## TASK BRIEF
Arrange the stretch of lines from the one containing "Target: cluster of green shoots" through the one containing "x=165, y=234", both ends included, as a Markdown table with the columns Row and Line, leaving out any blank lines.

※ ※ ※

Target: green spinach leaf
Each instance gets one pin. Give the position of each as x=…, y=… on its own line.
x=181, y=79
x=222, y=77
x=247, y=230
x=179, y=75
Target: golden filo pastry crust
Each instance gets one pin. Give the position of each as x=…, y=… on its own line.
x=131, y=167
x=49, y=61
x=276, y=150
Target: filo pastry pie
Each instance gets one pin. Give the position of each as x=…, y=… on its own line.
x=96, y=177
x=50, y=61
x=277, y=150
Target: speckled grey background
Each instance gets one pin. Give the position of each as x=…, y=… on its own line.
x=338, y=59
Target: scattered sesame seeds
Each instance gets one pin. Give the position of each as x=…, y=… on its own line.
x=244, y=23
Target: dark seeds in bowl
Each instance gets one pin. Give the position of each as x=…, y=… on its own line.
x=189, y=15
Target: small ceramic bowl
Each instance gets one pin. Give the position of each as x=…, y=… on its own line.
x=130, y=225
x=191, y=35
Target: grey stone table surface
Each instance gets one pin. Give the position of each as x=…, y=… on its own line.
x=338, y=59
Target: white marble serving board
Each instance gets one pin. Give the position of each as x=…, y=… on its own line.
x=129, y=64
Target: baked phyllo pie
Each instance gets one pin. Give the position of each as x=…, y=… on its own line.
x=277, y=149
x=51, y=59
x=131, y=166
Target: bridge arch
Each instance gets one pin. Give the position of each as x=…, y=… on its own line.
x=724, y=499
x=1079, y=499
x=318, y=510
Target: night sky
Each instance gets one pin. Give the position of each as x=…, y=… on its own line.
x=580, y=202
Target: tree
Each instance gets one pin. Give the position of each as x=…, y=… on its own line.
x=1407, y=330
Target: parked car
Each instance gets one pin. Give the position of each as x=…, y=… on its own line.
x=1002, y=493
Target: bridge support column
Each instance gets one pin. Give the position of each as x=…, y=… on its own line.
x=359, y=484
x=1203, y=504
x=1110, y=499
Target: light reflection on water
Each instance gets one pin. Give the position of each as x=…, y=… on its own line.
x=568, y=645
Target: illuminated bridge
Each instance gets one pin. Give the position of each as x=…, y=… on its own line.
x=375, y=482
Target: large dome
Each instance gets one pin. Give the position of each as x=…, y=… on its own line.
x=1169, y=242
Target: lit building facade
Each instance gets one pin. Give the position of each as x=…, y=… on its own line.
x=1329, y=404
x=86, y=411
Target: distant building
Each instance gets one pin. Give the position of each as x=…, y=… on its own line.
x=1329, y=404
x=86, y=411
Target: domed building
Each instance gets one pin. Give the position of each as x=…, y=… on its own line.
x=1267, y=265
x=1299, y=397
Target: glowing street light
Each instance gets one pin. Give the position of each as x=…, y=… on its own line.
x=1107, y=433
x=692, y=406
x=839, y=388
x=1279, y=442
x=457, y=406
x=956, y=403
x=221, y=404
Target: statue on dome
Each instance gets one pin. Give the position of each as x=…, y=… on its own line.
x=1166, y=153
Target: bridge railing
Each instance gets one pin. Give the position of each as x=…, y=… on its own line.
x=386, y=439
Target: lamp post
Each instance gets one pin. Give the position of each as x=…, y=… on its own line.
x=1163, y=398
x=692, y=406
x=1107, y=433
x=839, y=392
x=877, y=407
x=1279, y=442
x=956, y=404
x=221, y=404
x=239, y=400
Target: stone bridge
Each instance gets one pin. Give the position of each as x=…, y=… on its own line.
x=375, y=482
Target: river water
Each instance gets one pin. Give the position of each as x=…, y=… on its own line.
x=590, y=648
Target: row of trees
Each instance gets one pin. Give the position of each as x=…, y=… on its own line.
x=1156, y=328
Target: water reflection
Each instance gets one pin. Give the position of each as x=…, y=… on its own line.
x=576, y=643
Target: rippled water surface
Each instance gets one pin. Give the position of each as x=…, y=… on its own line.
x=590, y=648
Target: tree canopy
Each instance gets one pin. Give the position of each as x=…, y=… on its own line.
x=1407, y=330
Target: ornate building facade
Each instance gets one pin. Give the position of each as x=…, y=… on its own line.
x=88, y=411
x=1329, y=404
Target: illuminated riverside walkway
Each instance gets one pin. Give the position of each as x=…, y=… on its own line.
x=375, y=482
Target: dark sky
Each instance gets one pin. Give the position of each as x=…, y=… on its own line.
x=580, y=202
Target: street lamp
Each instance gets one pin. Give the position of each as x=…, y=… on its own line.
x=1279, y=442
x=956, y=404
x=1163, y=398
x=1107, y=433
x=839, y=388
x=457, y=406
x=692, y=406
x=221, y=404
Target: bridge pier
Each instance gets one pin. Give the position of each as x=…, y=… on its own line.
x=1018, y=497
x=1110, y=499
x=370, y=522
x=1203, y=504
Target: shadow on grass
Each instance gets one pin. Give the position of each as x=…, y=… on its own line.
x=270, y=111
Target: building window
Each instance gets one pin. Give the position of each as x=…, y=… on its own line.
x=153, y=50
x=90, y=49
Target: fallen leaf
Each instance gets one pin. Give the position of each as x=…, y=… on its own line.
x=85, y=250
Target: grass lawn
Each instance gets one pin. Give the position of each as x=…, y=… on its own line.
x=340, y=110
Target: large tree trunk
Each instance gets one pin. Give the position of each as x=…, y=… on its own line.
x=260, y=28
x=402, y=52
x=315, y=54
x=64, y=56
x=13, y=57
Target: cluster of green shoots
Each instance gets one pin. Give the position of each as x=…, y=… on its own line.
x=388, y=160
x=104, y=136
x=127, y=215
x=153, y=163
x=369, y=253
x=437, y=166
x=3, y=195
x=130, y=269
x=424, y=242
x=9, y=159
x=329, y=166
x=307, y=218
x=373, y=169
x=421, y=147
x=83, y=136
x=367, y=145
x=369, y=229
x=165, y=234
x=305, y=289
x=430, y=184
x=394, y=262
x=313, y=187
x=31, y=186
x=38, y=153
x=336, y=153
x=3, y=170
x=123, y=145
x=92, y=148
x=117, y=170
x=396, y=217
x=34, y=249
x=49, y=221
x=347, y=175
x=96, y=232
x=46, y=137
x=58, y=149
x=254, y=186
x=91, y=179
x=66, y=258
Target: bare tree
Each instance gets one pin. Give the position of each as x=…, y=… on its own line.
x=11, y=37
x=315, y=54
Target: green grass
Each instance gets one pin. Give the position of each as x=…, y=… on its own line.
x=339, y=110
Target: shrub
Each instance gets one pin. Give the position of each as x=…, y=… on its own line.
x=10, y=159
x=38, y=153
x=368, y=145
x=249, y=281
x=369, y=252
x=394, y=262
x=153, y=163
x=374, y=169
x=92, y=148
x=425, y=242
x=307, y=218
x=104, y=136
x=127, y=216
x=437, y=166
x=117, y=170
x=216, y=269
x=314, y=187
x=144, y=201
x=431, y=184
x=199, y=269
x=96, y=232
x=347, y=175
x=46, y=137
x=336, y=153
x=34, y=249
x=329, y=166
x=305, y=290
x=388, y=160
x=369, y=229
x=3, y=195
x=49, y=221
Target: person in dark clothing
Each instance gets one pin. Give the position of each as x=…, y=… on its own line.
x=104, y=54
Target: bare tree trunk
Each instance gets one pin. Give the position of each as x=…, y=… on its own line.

※ ※ ※

## TASK SOLUTION
| Row | Line |
|---|---|
| 1 | Target: cluster of green shoots |
| 2 | Each instance gets one pin. Give the position of each as x=…, y=… on its own line. |
| 3 | x=388, y=160 |
| 4 | x=104, y=136 |
| 5 | x=127, y=215 |
| 6 | x=153, y=163 |
| 7 | x=369, y=253 |
| 8 | x=437, y=166 |
| 9 | x=3, y=195 |
| 10 | x=130, y=269 |
| 11 | x=424, y=242 |
| 12 | x=9, y=159 |
| 13 | x=329, y=166 |
| 14 | x=307, y=218 |
| 15 | x=373, y=169 |
| 16 | x=421, y=147 |
| 17 | x=83, y=136 |
| 18 | x=367, y=145 |
| 19 | x=369, y=229 |
| 20 | x=165, y=234 |